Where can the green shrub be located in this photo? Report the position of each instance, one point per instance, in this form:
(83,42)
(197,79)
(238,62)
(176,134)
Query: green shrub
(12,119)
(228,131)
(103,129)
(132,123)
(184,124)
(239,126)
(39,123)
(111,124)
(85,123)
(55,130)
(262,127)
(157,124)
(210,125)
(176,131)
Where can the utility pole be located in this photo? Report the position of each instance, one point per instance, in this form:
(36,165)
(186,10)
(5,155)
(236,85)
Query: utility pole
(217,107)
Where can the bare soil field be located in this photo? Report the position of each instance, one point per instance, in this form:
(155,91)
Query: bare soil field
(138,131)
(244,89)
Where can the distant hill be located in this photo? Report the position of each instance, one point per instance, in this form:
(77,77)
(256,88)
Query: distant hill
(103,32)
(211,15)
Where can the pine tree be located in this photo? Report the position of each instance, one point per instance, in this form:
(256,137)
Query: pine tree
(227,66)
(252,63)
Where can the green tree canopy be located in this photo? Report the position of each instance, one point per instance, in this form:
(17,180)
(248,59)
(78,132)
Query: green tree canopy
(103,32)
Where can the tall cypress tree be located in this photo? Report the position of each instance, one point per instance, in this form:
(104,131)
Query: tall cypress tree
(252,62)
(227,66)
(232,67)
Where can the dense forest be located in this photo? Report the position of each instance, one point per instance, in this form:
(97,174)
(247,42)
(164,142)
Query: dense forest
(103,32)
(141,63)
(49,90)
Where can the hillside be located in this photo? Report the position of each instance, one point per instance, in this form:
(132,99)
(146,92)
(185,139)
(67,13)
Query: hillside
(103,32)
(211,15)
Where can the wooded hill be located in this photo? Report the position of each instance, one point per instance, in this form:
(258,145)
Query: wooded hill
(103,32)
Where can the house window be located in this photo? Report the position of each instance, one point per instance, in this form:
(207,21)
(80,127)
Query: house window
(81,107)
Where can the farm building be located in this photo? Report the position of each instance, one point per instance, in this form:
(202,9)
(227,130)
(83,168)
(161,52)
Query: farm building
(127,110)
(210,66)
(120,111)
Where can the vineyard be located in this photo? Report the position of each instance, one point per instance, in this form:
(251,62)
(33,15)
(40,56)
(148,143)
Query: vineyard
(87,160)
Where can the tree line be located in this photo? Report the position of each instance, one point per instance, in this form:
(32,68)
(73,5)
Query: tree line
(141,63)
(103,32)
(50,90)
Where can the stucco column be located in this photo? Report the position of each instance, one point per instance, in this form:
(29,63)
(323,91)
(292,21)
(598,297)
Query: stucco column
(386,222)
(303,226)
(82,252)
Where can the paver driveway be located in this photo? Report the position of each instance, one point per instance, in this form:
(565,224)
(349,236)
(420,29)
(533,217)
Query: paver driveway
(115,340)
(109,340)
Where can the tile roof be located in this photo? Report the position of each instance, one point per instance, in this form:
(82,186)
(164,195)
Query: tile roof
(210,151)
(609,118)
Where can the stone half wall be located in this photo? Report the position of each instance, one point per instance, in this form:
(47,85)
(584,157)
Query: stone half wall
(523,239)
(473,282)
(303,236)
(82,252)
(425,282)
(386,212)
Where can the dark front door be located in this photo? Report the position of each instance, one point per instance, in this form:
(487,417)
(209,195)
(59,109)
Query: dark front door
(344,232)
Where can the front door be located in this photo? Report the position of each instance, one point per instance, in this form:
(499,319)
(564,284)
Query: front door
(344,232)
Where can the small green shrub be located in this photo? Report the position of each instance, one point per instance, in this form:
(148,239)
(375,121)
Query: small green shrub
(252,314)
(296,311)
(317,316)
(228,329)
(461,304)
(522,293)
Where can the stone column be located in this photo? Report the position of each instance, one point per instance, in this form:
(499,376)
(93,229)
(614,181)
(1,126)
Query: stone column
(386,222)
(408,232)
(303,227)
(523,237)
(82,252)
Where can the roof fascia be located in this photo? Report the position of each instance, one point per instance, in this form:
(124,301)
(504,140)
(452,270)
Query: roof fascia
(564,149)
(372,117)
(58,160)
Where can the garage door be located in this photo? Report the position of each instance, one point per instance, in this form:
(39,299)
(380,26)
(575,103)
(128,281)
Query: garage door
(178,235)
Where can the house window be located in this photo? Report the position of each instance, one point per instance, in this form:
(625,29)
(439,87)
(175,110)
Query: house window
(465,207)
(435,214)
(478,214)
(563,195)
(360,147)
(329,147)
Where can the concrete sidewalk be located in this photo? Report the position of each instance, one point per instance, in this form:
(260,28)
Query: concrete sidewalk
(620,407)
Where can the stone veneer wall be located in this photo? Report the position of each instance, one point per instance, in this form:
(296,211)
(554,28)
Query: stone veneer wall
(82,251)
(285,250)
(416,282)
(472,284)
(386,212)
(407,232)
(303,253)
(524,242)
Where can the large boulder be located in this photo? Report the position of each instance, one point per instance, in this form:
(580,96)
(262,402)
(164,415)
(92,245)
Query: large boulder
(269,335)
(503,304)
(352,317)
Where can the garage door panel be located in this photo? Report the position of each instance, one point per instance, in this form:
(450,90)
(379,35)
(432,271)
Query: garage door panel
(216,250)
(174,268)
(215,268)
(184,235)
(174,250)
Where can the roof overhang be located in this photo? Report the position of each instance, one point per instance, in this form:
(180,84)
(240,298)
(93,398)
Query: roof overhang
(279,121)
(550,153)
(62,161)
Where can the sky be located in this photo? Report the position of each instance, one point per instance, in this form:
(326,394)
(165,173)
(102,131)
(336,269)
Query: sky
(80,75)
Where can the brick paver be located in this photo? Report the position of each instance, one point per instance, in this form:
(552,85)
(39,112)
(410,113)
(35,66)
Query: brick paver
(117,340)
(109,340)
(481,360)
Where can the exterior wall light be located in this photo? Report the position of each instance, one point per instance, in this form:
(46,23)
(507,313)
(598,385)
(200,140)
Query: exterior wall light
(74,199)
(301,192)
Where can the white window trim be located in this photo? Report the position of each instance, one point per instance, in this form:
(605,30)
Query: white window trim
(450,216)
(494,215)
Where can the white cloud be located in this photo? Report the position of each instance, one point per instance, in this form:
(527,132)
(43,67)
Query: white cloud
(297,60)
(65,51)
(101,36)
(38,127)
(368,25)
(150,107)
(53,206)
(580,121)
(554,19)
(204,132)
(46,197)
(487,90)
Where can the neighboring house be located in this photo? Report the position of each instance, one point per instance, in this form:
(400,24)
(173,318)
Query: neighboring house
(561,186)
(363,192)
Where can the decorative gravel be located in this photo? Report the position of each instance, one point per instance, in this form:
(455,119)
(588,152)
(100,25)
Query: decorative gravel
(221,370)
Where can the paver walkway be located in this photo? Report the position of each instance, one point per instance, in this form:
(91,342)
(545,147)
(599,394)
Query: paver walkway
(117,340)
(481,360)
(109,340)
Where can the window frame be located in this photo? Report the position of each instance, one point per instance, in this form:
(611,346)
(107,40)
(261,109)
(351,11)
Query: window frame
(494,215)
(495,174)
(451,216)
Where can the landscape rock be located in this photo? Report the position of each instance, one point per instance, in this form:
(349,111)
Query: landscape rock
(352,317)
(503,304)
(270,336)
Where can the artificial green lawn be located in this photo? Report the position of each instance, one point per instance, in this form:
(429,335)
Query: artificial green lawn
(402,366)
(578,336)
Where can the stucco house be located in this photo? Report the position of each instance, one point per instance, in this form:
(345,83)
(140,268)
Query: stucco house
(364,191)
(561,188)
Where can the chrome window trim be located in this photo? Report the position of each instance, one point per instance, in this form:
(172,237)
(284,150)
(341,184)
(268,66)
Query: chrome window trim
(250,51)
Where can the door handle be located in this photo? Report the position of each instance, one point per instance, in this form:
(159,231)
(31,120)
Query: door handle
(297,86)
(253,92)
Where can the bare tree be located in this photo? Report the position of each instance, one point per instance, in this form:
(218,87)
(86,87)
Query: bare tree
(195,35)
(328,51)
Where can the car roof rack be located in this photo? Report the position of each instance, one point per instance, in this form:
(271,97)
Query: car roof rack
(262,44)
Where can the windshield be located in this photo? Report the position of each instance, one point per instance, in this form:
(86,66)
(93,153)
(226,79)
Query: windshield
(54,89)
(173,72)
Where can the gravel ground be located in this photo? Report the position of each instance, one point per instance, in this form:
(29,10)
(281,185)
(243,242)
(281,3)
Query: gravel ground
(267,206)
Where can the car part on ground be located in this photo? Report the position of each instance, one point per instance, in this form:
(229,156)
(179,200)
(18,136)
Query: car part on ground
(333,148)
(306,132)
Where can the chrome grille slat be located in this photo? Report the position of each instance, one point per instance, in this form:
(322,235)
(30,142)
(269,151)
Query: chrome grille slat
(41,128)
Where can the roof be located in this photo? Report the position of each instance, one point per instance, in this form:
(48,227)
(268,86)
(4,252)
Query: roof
┄┄┄┄┄┄┄┄┄┄┄┄┄┄┄┄┄┄┄┄
What you should do :: Would you print exactly, and only, the lines of the data above from the line with "Where can the window" through the line with "Where can the landscape", inclusive?

Exercise response ::
Where can the window frame be located in this photo? Report the position of each instance, one point per instance, in this form:
(611,346)
(107,40)
(261,109)
(351,11)
Query: window frame
(494,215)
(495,174)
(451,216)
Where can the landscape rock be located in this photo? Report the position of each instance, one point per instance, in this form:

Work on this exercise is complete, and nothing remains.